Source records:
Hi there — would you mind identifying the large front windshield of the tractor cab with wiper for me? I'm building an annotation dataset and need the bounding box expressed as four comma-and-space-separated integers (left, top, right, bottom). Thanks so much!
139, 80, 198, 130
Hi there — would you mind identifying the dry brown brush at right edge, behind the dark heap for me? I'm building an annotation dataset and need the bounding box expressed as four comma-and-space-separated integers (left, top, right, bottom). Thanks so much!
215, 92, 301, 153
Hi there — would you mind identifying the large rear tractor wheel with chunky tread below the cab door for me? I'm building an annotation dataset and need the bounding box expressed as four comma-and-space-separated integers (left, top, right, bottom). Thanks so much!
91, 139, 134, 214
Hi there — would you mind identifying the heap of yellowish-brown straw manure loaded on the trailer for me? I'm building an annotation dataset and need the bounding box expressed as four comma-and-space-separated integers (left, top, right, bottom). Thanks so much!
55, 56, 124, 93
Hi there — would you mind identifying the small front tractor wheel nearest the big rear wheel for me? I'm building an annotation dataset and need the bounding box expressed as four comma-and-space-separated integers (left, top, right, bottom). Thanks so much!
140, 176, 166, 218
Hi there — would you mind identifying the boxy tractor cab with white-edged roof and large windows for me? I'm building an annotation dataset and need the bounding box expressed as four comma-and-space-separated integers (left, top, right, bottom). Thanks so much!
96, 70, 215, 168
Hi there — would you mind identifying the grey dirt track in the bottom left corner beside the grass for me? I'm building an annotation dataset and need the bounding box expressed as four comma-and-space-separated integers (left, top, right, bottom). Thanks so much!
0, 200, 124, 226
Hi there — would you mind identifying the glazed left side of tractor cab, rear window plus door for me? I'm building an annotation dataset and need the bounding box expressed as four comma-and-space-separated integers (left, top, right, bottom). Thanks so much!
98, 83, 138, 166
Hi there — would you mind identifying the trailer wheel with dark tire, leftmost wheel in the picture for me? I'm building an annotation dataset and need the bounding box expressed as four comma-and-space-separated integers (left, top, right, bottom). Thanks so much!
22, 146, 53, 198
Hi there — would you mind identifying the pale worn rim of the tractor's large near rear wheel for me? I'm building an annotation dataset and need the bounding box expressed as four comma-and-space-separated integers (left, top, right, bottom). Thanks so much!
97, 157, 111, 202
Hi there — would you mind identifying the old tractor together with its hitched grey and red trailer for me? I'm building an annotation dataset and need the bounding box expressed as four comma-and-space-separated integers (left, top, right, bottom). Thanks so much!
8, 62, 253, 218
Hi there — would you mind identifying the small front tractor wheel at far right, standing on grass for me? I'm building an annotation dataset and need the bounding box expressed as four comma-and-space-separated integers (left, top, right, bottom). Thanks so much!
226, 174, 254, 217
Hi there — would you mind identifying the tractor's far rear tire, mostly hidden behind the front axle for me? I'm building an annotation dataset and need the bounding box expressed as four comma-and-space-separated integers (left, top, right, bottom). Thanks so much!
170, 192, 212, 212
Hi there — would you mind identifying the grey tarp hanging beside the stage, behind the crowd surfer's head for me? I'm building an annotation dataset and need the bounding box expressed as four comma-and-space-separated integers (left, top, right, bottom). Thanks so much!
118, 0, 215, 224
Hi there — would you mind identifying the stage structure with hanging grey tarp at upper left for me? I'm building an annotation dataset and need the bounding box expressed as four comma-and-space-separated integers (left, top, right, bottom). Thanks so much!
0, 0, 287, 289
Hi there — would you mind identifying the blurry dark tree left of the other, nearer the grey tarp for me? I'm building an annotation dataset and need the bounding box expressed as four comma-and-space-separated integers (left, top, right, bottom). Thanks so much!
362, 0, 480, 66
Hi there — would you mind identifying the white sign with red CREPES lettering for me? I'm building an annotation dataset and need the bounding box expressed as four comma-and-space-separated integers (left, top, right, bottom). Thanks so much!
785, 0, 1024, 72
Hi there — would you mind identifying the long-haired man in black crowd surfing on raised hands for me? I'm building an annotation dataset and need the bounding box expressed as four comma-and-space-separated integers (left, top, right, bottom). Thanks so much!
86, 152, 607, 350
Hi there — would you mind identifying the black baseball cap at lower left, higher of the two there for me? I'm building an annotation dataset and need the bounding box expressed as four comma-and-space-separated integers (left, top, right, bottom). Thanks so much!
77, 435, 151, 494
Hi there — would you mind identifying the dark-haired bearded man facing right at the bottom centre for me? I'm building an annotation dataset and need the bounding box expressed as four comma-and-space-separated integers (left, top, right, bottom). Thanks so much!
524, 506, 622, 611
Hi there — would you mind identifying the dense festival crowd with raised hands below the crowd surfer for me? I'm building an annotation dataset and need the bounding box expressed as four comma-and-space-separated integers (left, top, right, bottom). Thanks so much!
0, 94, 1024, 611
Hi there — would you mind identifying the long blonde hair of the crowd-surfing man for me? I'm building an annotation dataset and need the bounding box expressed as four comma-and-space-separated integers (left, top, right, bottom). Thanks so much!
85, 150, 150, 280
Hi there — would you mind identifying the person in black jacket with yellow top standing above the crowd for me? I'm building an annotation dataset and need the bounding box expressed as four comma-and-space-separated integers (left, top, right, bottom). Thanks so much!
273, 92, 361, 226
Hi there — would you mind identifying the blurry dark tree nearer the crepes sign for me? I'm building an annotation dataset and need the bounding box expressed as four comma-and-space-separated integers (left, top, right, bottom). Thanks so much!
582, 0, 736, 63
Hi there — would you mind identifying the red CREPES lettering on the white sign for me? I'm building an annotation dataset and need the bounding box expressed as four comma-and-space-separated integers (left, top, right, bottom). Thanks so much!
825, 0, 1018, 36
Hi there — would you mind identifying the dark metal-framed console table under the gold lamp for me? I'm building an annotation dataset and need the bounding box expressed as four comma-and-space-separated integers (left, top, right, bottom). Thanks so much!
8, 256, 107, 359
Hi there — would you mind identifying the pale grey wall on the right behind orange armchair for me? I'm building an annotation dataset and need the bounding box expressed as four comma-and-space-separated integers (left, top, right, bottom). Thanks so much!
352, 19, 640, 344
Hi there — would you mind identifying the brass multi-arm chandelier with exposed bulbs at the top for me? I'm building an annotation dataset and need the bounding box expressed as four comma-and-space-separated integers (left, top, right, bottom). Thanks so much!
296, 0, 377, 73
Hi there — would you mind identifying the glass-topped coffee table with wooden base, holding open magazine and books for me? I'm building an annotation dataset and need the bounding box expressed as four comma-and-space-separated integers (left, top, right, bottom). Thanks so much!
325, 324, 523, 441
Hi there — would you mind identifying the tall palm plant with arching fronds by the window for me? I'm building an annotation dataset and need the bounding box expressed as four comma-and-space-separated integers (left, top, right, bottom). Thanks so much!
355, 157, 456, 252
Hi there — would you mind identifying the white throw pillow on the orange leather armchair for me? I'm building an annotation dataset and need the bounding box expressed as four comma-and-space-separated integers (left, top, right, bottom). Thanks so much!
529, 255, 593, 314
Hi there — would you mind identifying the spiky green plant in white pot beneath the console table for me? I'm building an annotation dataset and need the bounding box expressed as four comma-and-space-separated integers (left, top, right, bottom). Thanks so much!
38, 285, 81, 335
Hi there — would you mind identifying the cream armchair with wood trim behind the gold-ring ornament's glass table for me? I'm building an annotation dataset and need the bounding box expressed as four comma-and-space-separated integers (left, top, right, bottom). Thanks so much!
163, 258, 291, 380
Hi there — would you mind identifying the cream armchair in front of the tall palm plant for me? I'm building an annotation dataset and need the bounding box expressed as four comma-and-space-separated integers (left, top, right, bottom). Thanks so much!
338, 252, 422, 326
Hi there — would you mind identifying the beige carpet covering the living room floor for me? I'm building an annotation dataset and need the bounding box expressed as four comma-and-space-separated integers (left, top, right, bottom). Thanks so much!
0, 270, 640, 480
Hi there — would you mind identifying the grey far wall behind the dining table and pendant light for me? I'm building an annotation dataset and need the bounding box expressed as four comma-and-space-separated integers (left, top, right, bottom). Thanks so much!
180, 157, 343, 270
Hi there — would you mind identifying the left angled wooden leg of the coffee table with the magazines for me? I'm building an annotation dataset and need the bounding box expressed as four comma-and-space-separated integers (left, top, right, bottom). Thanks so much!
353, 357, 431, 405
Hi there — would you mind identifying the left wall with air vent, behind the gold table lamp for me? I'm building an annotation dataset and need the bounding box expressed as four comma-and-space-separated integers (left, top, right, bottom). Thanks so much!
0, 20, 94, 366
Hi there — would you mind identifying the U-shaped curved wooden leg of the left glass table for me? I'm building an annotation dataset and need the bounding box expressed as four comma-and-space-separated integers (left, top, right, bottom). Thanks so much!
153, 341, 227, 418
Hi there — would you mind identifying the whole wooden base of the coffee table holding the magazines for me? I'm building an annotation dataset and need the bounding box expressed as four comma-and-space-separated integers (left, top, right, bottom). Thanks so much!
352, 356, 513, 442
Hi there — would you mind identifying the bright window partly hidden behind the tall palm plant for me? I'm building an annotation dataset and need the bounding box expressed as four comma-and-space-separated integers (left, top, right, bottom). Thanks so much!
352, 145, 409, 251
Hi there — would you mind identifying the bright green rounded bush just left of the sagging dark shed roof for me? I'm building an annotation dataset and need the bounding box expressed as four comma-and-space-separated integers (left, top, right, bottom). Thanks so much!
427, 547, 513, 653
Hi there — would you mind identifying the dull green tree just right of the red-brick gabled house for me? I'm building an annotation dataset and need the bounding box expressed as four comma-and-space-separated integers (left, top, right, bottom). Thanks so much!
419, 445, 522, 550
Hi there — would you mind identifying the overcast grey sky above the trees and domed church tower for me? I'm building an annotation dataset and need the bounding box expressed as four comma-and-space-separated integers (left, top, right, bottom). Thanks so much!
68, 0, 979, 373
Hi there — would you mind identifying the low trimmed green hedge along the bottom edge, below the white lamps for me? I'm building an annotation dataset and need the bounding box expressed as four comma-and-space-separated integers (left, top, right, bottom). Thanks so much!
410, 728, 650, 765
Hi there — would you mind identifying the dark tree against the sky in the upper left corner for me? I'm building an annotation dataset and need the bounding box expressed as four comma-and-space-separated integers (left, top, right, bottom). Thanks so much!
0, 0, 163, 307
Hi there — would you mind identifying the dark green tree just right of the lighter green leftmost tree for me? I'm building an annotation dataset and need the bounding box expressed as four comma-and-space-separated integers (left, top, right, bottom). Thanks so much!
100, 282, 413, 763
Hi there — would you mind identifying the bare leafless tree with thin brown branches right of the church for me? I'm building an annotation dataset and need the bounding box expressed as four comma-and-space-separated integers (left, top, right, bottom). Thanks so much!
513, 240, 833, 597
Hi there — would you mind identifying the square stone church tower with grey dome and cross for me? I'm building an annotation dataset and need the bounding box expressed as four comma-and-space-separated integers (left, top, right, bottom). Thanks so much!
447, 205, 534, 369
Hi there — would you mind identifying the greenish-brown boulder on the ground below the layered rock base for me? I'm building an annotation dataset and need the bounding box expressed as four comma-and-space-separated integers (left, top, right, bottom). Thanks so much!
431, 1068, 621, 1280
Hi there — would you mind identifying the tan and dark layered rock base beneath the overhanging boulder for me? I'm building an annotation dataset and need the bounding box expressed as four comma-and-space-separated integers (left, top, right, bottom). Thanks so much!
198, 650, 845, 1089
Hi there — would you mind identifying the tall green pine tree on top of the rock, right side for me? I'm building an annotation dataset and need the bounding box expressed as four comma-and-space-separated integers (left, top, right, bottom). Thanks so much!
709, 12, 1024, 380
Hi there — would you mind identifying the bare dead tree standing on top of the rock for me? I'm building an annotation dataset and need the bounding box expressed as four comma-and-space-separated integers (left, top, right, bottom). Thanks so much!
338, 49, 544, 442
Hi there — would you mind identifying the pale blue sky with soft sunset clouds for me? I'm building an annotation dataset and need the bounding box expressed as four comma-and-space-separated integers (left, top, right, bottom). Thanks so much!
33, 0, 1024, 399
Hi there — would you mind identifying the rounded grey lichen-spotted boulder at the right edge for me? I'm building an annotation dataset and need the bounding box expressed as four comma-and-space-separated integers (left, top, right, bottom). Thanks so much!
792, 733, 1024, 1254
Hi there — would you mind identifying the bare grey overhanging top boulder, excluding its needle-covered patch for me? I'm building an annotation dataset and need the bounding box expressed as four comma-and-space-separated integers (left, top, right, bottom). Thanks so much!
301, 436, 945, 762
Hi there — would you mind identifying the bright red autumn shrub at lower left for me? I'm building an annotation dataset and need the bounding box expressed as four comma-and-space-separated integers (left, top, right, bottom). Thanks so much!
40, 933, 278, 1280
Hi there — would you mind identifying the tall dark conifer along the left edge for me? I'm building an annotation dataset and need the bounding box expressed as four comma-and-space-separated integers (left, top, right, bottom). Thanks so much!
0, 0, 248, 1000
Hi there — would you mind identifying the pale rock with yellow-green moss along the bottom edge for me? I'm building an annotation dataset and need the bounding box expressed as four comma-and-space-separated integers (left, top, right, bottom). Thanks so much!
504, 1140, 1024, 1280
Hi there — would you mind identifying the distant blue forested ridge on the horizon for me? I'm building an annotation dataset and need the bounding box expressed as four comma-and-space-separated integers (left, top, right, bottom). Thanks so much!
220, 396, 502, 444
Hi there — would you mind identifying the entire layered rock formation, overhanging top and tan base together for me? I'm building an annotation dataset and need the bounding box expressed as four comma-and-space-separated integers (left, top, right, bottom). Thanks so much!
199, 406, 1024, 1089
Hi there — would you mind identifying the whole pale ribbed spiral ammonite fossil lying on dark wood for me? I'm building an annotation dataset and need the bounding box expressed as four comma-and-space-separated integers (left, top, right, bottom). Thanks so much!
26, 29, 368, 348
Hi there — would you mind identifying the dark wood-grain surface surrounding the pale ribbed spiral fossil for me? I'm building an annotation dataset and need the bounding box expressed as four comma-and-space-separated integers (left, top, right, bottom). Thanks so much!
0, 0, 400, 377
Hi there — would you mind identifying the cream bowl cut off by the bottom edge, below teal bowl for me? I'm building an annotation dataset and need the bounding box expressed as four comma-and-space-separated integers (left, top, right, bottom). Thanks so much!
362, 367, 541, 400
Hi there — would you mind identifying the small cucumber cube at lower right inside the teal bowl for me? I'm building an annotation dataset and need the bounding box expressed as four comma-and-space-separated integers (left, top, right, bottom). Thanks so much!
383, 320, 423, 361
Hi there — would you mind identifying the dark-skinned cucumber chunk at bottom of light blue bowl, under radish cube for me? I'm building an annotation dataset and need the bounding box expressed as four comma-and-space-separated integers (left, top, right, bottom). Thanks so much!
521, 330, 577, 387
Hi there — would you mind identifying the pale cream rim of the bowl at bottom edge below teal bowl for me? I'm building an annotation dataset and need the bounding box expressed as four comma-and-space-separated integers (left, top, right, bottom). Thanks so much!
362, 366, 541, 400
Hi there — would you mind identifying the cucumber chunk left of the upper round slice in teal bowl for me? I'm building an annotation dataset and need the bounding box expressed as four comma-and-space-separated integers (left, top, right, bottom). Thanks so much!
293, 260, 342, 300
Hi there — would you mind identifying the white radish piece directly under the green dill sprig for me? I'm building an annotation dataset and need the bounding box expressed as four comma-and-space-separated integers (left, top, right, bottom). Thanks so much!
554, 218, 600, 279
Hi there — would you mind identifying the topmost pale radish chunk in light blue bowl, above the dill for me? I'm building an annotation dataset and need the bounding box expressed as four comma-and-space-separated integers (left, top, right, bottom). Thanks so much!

TO DO: Start copying at the line that contains "Hi there — would you mind identifying the small cucumber" and stop after the last line of the records, keeping every line exactly.

ANSWER FOR THIS EXERCISE:
Hi there — would you mind identifying the small cucumber cube at lower right inside the teal bowl for me? I'm building an annotation dataset and need the bounding box expressed as four comma-and-space-separated integers (left, top, right, bottom). Thanks so much!
383, 320, 423, 361
Hi there — would you mind identifying the dark-skinned cucumber chunk at bottom of light blue bowl, under radish cube for me? I'm building an annotation dataset and need the bounding box expressed as four comma-and-space-separated integers (left, top, right, bottom). Thanks so much!
521, 330, 577, 387
Hi there — would you mind identifying the pale cream rim of the bowl at bottom edge below teal bowl for me? I'm building an annotation dataset and need the bounding box expressed as four comma-and-space-separated integers (left, top, right, bottom). Thanks so much!
362, 366, 541, 400
Hi there — would you mind identifying the cucumber chunk left of the upper round slice in teal bowl for me? I'm building an annotation dataset and need the bounding box expressed as four comma-and-space-separated integers (left, top, right, bottom). Thanks so much!
293, 260, 342, 300
Hi there — would you mind identifying the white radish piece directly under the green dill sprig for me? I'm building an annotation dataset and need the bounding box expressed as four comma-and-space-separated integers (left, top, right, bottom). Thanks so much!
554, 218, 600, 279
Hi there — would you mind identifying the topmost pale radish chunk in light blue bowl, above the dill for me? I'm building an annotation dataset and need the bounding box expressed as four comma-and-space-separated integers (left, top, right, bottom). Thanks so much!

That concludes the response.